**TASK TO CARRY OUT**: Tell how many lines in the data hold "Target", giving that figure alone.

(Stored data entries)
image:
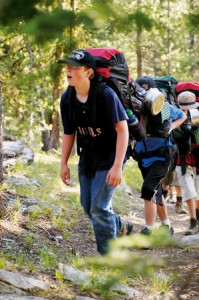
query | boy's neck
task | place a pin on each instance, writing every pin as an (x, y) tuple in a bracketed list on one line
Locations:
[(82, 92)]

...

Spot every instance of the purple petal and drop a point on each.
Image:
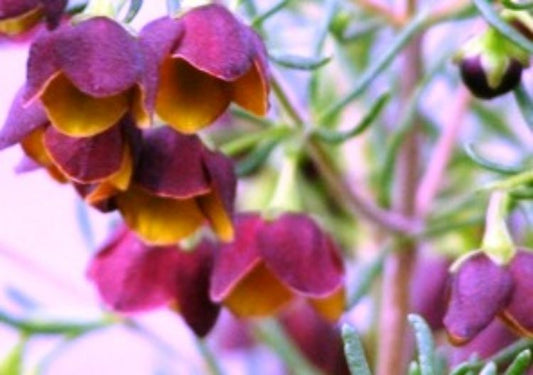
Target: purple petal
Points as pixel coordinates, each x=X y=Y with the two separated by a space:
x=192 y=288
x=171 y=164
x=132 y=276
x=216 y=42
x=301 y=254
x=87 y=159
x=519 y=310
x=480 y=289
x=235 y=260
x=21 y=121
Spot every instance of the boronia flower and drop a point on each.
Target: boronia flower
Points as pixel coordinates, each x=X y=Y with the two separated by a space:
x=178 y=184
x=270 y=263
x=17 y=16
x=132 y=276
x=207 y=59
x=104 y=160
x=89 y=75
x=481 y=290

**OUTPUT OF THE TASK**: 2